WHAT THIS TASK INVOLVES
Copy every entry word for word, but skip the pictures.

* Start *

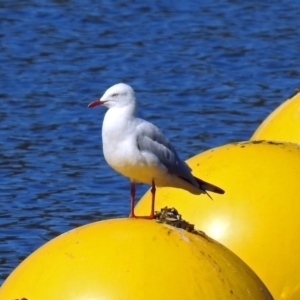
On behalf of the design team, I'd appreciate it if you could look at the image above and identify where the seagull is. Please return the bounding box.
[88,83,224,219]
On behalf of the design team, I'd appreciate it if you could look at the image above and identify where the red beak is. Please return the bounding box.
[88,100,104,108]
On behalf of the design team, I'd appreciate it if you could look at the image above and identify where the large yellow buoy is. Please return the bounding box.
[135,142,300,300]
[251,90,300,143]
[0,219,272,300]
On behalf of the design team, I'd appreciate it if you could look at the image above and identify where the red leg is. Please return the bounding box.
[150,179,156,219]
[129,181,135,218]
[129,180,156,219]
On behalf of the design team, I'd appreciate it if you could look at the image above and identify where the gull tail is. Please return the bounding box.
[194,177,225,198]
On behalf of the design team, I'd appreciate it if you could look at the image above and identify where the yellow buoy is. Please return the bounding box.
[0,219,272,300]
[135,142,300,300]
[251,90,300,143]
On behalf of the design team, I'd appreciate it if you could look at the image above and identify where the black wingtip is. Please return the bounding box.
[194,177,225,198]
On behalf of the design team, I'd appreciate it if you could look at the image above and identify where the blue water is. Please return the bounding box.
[0,0,300,283]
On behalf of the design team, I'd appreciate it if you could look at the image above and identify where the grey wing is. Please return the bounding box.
[136,121,198,186]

* End *

RESPONSE
On behalf of the design team, I'd appreciate it if you could look at the image above and identify where the seagull is. Please return the bounding box.
[88,83,224,219]
On behalf of the design team, I'd appreciate it if you could look at the image above and identify where the red beak is. Please return the bounding box.
[88,100,104,108]
On behalf of the design team, I'd appreciate it if you could look at the image above and identify where the large yellow buoy is. Please return the bounding box.
[135,142,300,300]
[251,90,300,143]
[0,219,272,300]
On behalf of the design team, I'd appreciate it if you could look at the image above and identify where the red leg is. Please return the bounding box.
[150,179,156,219]
[129,181,135,218]
[129,180,156,219]
On behalf of the design team, I'd appreciate it if you could look at the image above and identify where the gull tail is. Please return the bounding box.
[194,177,225,198]
On behalf of the design team, I'd appreciate it if you could look at the image above and identify where the yellow buoy is. Please return the bounding box.
[0,219,272,300]
[135,142,300,300]
[251,90,300,143]
On behalf of the design team, I'd appreciate it if you could look at the image above and identify where the black wingtip is. Please return the bounding box.
[194,177,225,198]
On behalf of the design team, I'd appreciate it if you could look at the image above and identify where the blue water is. Please return the bounding box.
[0,0,300,283]
On behalf of the design team, I'd appreciate it if you could look at the image above and identify where the grey wing is. Please return the bounding box.
[136,121,198,186]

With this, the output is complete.